#### Text section
Compare XML documentation to your legacy HTML help topics and what do you notice?  The XML comments that you add to APIs do not typically contain much layout or formatting, whereas your HTML topics are chock-full of <b>'s, <i>'s, and <u>'s, and a whole mess of other HTML to describe the document's layout and formatting.  Ok, ok, if you've done it correctly then you've made judicious use of CSS - applying class names to all of those <h*>'s, <div>'s, <span>'s, <p>'s, <a>'s, <td>'s, <tr>'s, <ol>'s, <ul>'s, <dl>'s, and certainly many other HTML tags that only add to the confusion when authoring topics (as opposed to designing them).

Now you might be thinking, "Dave, it's not entirely true that XML documentation is without formatting.  What about the para, code and c elements?".  And to that my reply would be, "Ok, so then what exactly do they look like?".  If you look in the XML documentation files that are produced by your compilers, you'll see the markup exactly as it appears in your code modules.  In other words, no HTML and no CSS - nothing more than semantic usage: paragraph, code block and in-line code.  (If you were thinking something more like, "leading white-space, use pre formatting, code coloring and a fixed font", then you're getting ahead of yourself, so slow down!)

My point is that the semantics for the aforementioned XML documentation tags are clear (i.e., what the tags represent), but their appearance is not yet defined (i.e., their style and format).  Take a look at the other Recommended Tags for Documentation Comments and you won't find anything out of the ordinary.  Each tag has an obvious reason for its existence - to mark up regions of text that serve a particular purpose in the documentation.  But how do they look?  Nobody knows!  ;)

Sandcastle

Now's probably a good time to introduce Sandcastle.  For those of you that aren't familiar with it yet, Sandcastle is Microsoft's tool set for producing HTML help topics dynamically by inspecting managed assemblies and incorporating the markup from XML documentation.  From the assemblies that you provide to Sandcastle, it automatically infers a table of contents (TOC), various pseudo-topics such as Properties and Methods, and also generates many individual topics to cover the entire API.  The documentation you've written within XML documentation tags, such as summary, remarks and example, is automatically added to the generated topics in the appropriate places.

The results of running Sandcastle on your assemblies and XML documentation is a set of files that are web-ready HTML help topics for your project.  This is typically referred to as reference documentation, since it provides a reference for developers that use your API.  These topic files can be used as input to a tool such as HTML Help Workshop (Help 1.x) to produce a stand-alone compiled help file (.chm) that may be distributed with your application as an external help module.  The .NET Framework even gets in on the action by providing helpful APIs for integrating context-sensitive help and Help 1.x navigation into your managed applications.  (See the Help class for more information.)

Presentation Styles

Sandcastle provides three presentation styles that it can produce for your documentation out-of-the-box.  Each one consists of a set of XSL transformation files that convert XML documentation into XML-based HTML (not XHTML, however).  They also contain resources such as icons and, of course, CSS style sheets.

For an example of a Sandcastle presentation style, look no further than the documentation for Visual Studio and the .NET Framework on MSDN.  The appearance that MSDN uses is similar to the VS2005 presentation style in Sandcastle.  I believe that Microsoft actually uses a customized version to build their internal documentation, even for Visual Studio 2008.  The other, experimental styles, that ship with Sandcastle are Prototype and Hana.

#### Record list
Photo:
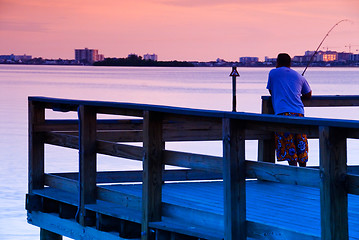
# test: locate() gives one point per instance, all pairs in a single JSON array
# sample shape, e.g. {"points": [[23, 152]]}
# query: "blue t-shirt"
{"points": [[287, 86]]}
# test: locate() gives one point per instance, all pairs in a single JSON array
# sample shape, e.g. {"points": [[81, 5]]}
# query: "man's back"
{"points": [[286, 87]]}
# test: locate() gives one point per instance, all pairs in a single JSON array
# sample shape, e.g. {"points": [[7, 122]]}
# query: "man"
{"points": [[288, 88]]}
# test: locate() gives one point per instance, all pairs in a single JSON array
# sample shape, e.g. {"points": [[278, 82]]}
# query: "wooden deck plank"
{"points": [[289, 206]]}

#### Aim of the exercise
From the text on XML documentation and Sandcastle, pull out word for word the stretch from "Compare XML documentation" up to and including "to designing them).". The records stand apart from the text on XML documentation and Sandcastle.

#### Answer to this exercise
Compare XML documentation to your legacy HTML help topics and what do you notice?  The XML comments that you add to APIs do not typically contain much layout or formatting, whereas your HTML topics are chock-full of <b>'s, <i>'s, and <u>'s, and a whole mess of other HTML to describe the document's layout and formatting.  Ok, ok, if you've done it correctly then you've made judicious use of CSS - applying class names to all of those <h*>'s, <div>'s, <span>'s, <p>'s, <a>'s, <td>'s, <tr>'s, <ol>'s, <ul>'s, <dl>'s, and certainly many other HTML tags that only add to the confusion when authoring topics (as opposed to designing them).